About this exercise » Report only the number of lines in the following entries where the word "tree" occurs.
==== Given records ====
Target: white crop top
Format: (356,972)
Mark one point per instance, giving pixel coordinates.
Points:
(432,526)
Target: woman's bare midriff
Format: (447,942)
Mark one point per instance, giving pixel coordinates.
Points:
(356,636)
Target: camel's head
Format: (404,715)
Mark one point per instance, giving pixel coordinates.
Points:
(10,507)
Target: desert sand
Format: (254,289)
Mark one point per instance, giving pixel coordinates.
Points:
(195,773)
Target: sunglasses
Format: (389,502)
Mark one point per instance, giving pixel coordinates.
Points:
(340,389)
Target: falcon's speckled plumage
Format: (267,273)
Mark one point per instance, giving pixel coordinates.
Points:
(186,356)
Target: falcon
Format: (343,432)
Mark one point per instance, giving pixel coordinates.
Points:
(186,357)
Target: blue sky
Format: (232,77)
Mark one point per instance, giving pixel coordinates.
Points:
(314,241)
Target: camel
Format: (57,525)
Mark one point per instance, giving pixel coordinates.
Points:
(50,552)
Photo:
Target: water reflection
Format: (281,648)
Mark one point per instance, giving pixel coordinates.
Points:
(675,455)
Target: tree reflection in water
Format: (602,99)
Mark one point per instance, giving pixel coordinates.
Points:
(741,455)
====
==== Given records ====
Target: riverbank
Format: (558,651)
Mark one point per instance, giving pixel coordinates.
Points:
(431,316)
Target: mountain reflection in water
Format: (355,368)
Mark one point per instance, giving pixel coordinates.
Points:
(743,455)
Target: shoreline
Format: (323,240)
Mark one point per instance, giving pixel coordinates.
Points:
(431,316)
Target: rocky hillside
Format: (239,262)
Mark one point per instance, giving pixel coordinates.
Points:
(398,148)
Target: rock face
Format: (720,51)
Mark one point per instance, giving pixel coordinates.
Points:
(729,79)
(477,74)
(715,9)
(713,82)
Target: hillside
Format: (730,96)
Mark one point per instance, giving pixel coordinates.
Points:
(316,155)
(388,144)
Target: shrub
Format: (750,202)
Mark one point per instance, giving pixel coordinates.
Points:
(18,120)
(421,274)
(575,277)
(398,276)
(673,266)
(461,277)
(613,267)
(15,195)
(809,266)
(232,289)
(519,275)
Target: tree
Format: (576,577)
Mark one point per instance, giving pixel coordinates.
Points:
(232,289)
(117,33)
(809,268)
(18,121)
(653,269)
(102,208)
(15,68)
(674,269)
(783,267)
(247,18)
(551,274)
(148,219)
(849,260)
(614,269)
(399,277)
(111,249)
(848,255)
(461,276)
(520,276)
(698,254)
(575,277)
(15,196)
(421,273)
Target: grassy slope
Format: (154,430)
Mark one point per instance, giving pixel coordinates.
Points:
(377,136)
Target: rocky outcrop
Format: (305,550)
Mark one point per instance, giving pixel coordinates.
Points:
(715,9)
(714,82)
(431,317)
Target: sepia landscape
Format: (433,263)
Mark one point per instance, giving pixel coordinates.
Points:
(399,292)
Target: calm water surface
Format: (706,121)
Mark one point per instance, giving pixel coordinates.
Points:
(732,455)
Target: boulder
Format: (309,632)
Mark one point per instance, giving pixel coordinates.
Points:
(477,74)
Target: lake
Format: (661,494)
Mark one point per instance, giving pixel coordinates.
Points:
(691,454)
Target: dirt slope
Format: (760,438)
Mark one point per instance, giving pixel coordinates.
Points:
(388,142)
====
Exercise answer » 2